Give the data back exactly. Leave out any images.
***** LISTED RECORDS *****
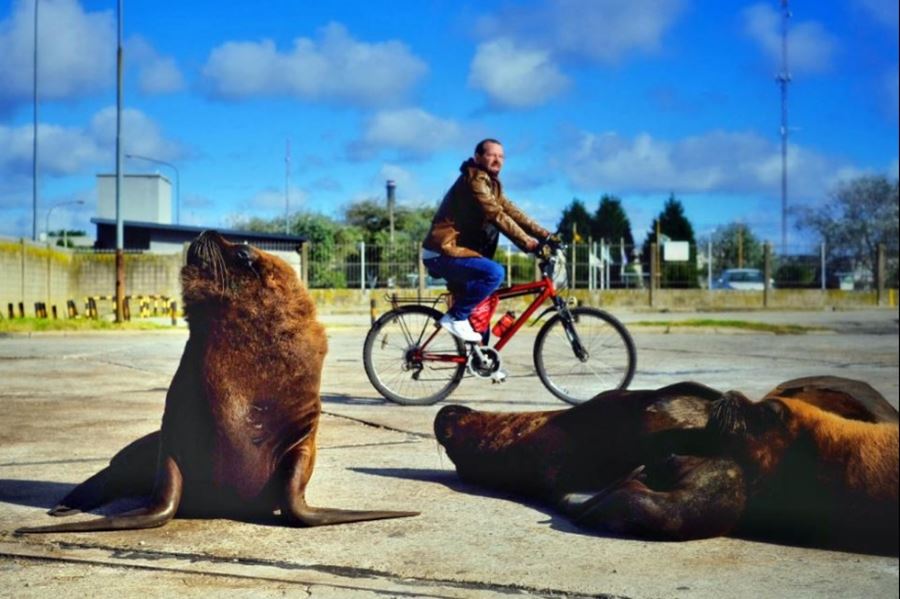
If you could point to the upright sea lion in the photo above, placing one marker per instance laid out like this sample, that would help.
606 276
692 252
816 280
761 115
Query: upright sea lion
238 434
790 469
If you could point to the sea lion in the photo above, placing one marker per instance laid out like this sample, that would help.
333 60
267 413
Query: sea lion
583 449
815 476
630 462
238 434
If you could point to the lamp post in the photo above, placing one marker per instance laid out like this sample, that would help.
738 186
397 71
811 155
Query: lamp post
47 221
34 148
177 180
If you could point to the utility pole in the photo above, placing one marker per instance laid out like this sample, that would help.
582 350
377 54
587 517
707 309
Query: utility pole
120 226
391 199
34 150
784 79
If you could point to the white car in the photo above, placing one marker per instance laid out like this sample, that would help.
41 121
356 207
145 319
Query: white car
741 279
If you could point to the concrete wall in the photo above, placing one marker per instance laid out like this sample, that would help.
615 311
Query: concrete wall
33 272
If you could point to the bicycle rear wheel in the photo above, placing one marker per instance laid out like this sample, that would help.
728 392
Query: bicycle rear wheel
608 360
393 362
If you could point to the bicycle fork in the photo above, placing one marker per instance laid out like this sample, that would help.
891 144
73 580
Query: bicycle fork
568 323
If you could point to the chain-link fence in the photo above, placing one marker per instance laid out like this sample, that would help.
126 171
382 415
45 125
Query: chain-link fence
616 265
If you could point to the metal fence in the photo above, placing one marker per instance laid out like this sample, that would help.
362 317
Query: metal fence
613 265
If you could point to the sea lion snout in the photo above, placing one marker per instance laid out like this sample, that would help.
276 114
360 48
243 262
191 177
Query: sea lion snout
446 420
205 249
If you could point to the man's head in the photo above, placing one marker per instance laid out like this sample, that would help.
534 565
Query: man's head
489 155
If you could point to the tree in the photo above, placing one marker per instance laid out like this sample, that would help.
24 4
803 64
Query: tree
735 246
574 214
610 222
674 225
861 214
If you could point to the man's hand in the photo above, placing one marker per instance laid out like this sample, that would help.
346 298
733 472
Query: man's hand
544 250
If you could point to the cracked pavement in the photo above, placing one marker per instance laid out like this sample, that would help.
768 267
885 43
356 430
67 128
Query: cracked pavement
71 401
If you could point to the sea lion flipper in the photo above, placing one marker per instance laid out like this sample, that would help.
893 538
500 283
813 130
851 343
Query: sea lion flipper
297 512
164 504
130 474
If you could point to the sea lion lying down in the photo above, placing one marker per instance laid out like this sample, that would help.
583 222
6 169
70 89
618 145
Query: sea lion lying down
815 462
238 435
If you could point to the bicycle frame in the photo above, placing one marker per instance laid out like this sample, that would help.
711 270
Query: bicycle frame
543 289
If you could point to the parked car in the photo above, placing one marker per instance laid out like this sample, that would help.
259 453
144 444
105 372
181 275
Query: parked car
741 279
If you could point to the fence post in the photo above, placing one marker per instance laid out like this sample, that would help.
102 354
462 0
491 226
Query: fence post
574 269
22 270
362 265
421 268
304 264
822 273
508 265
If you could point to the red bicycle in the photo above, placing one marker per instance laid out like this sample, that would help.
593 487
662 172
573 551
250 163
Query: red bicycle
578 352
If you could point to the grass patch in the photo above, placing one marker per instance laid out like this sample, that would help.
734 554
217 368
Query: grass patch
745 325
38 325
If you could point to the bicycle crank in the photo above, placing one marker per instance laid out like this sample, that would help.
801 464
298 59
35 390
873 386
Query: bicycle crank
484 362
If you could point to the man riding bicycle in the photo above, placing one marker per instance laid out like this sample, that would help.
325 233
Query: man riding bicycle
464 233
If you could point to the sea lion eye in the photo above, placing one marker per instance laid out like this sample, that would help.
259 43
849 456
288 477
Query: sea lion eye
244 255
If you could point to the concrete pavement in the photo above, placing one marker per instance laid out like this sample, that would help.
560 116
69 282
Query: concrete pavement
71 401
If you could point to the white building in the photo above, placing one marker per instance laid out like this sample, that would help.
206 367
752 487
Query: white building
145 198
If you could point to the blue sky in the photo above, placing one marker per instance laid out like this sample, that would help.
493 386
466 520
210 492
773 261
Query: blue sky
637 98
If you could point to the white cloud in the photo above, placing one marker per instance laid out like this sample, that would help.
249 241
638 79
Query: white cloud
76 51
604 31
332 66
67 151
410 131
811 48
514 76
884 11
717 161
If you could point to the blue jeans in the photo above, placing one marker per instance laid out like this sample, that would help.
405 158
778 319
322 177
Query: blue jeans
472 280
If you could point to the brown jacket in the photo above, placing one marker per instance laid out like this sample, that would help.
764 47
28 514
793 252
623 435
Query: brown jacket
472 210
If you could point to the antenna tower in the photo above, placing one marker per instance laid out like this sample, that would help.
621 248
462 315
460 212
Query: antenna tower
784 79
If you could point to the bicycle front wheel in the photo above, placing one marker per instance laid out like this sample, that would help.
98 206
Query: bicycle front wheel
605 360
392 356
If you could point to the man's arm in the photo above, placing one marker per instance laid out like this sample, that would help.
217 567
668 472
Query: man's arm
494 209
522 219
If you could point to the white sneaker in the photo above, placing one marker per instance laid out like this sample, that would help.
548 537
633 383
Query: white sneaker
460 328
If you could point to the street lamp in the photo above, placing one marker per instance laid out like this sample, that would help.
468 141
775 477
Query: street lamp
177 181
47 221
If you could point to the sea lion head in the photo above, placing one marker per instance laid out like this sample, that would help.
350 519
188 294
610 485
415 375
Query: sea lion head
221 272
758 433
492 448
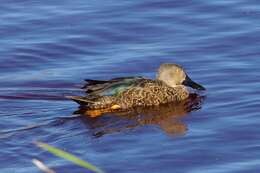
*****
YOUR SOLUTION:
If you could point to the upright sea lion in the photo above, placing one marker per instance laid out like this sample, that would help.
606 276
692 252
816 280
761 115
Query: upright sea lion
238 434
790 469
If you could point to the sea lion in the photo above, placing one marker per instance laid out like this sample, that would help.
333 60
267 413
Query: sea lion
583 449
815 476
630 462
238 434
If you could point to the lamp post in the photo above, placing one marker per instance laid out like this sample, that would help.
738 186
397 71
811 155
Query: lamp post
47 221
34 148
177 180
If you could point to the utility pole in the photo above, placing one marker per instance laid out like this sample, that would help.
582 350
377 54
587 517
707 309
Query: utility pole
120 226
391 199
34 150
784 79
If you could point to the white car in the photo above, placing one marker per instance laid out like this sample, that would help.
41 121
356 207
145 319
Query: white car
741 279
If you could point to the concrete wall in the photo above, placing one marker per instance laid out like this sample, that would help.
615 311
Query: concrete wall
33 272
If you could point to the bicycle rear wheel in the photo above, placing one marker per instance laid out like this sample, that would help.
728 392
Query: bicycle rear wheel
608 360
393 362
If you could point to the bicycle fork in the photo above, placing one marker per instance laid out like this sample, that would help.
891 144
73 580
Query: bicycle fork
568 323
If you could point to the chain-link fence in the photo above, placing one marker per instance laid out like this sample, that would help.
126 171
382 415
45 125
Query: chain-link fence
616 265
If you could point to the metal fence in the photo above, placing one marker per instance laid out like this sample, that would help.
362 317
Query: metal fence
613 265
If you could point to the sea lion snout in the photo above, placing one marker per instance laid out like this sample, that would help.
276 114
360 48
243 262
191 177
Query: sea lion snout
446 420
205 249
If you could point to the man's head in the photo above, placing one marker per instance laid out like this sample, that would help.
534 565
Query: man's head
489 155
If you could point to the tree in the photo above, placing one marker per instance laid out like this sample, that would help.
24 4
803 64
Query: tree
735 246
574 214
610 222
674 225
861 214
If you could point to the man's hand in the photo above, placing one marker per instance laid out like this sample, that would help.
346 298
733 472
Query: man's hand
544 250
If you could point to the cracked pavement in the photo above, placing one marker per instance laid out like this sample, that would help.
768 267
885 43
356 430
67 128
Query: cracked pavement
71 401
If you could point to the sea lion flipper in the photo above, placing one marker per instance laid out like this sample, that would help.
893 538
500 283
813 130
851 343
Query: sea lion flipper
297 512
164 504
130 474
If you could point to the sea lion lying down in the photo above, placing one marker per instance laid out like this sample, that would help.
583 222
6 169
70 89
618 145
Query: sea lion lying down
815 462
238 435
If you could point to the bicycle frame in the photo above, placing one marker per instance laid out like this sample, that would help.
711 270
Query: bicycle frame
543 289
If you could point to the parked car in the photo above, placing one marker per instance laid out like this sample, that would help.
259 453
144 444
105 372
181 275
Query: parked car
741 279
If you could point to the fence post in the photo above, placing one marker per instance laid out like this sample, that would help.
102 354
462 0
491 226
Query: fence post
574 269
22 270
362 265
421 268
304 264
822 273
508 265
If you could point to the red bicycle in the photo above, placing one marker per instance laid out like this sample, that would help.
593 487
662 172
573 551
250 163
Query: red bicycle
578 352
If you could point to the grass patch in the photo above, placing one marker per instance laid out like this sample, that would help.
734 554
217 368
Query: grass patch
745 325
38 325
If you could point to the bicycle crank in the photo above, placing one marker per instance laid out like this sample, that would help.
801 464
298 59
35 390
873 386
Query: bicycle crank
484 362
If you could point to the man riding bicycle in the photo above, placing one marker per instance laid out like this sample, that would help.
325 233
Query: man riding bicycle
464 233
If you could point to the sea lion eye in the photo above, placing one marker per instance laid out like this sample, that would help.
259 43
849 456
288 477
Query: sea lion eye
244 255
If you could point to the concrete pavement in the photo above, placing one marker per instance laid out like this sample, that would help.
560 116
69 282
Query: concrete pavement
71 401
If you could point to the white building in the photo above, placing one marker per instance laid out like this sample, that would help.
206 367
752 487
Query: white building
145 198
If you could point to the blue sky in the photo above, placing one marker per instance laid out like this sample, that would help.
493 386
466 520
210 492
773 261
Query: blue sky
637 98
If you could point to the white cloud in the photo above, placing one marker per instance laid out like this sample, that would help.
249 241
638 79
Query: white cloud
76 51
604 31
332 66
67 151
410 131
811 48
514 76
884 11
717 161
If you could point to the blue jeans in the photo above, placing one marker per instance laid out like this sample, that would help.
405 158
778 319
322 177
Query: blue jeans
472 280
If you could point to the brown jacket in the photo above, placing one marker per instance laid out like this sample, that would help.
764 47
28 514
793 252
623 435
Query: brown jacket
472 210
If you could point to the antenna tower in the photo above, placing one marker per instance laid out like this sample, that would help.
621 248
462 315
460 212
Query: antenna tower
784 79
If you could point to the bicycle front wheel in the photo above, placing one marker per instance laid out like this sample, that would help.
98 206
Query: bicycle front wheel
605 360
392 356
If you could point to the man's arm in the photo above, placing one marker per instance laid out like this sample, that would help.
217 567
668 472
Query: man's arm
494 209
522 219
If you could point to the white sneaker in the photo above, placing one marker per instance laid out like this sample, that would help.
548 537
633 383
Query: white sneaker
460 328
If you could point to the street lamp in the photo above, placing one marker per instance laid out like this sample, that would help.
468 141
775 477
Query: street lamp
177 181
47 221
If you could point to the sea lion head in the photo above, placing one marker per instance laid out like this sample, that would help.
350 519
188 294
610 485
415 375
Query: sea lion head
221 272
758 433
492 448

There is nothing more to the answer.